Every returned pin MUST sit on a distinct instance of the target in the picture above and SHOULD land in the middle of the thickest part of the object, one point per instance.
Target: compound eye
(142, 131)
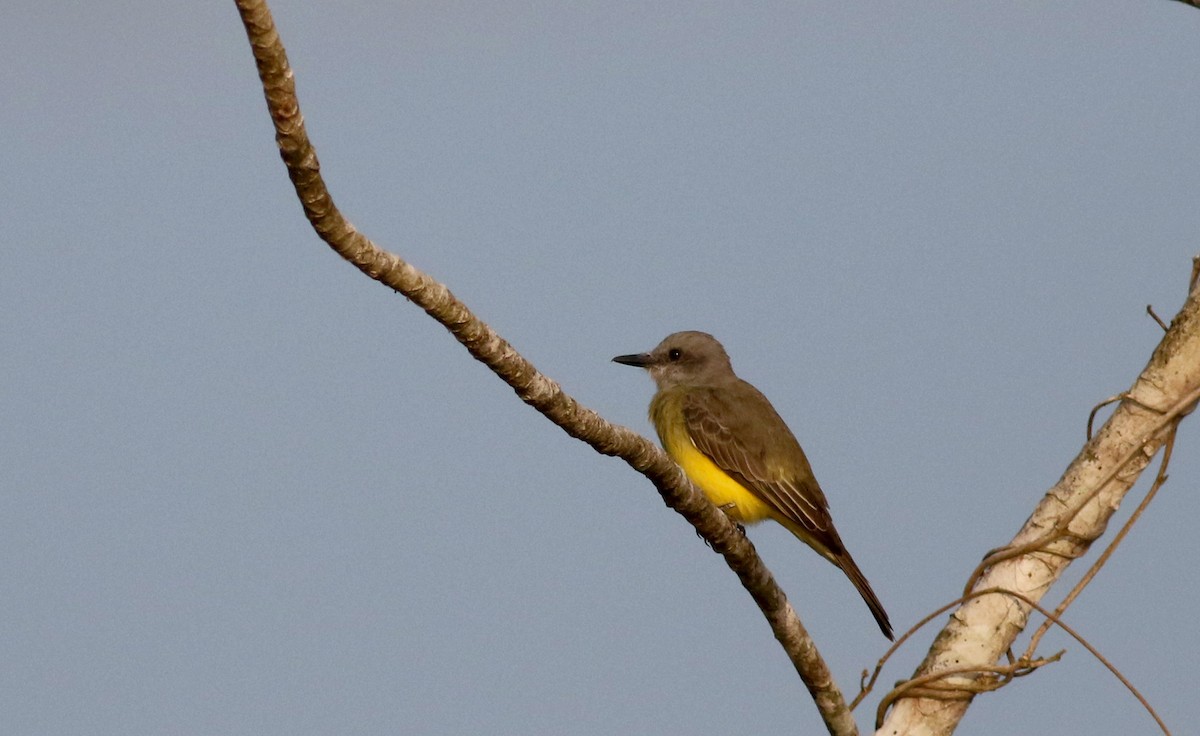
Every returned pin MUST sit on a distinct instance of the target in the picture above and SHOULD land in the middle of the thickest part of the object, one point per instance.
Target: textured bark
(529, 384)
(1072, 515)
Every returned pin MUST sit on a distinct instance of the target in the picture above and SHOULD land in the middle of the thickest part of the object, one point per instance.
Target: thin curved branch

* Exercise description: Render every line of the rows above as a JSON list of strings, one string per line, skipping blank lines and leaving the pictures out.

* Task result:
[
  "Every returned pin MUST sit on a distinct instance of the target in the picture above and SHOULD land in the middle of the thickest part of the object, one point per instance.",
  "Target: compound eye",
  "(142, 131)",
  "Every returned pin MUST sit on a distinct instance of the target in the picture above and SHOULD land in the middle of the thickest part of the object, one point per instance.",
  "Target: textured bark",
  "(529, 384)",
  "(1072, 515)",
  "Every returned pin MUST sit on a distinct instance of the target in the picture above and SHOULD land in the middle of the thickest part of the object, one point per instance.",
  "Target: thin curved branch"
]